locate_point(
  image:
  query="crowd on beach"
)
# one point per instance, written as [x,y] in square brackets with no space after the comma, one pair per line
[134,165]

········

[What to work on]
Reproduce the data above line for line, with no changes.

[Task solution]
locate_point(
  image:
  query="crowd on beach"
)
# one point per instance, written as [x,y] in square brackets with no space after the comma, one pair per line
[134,165]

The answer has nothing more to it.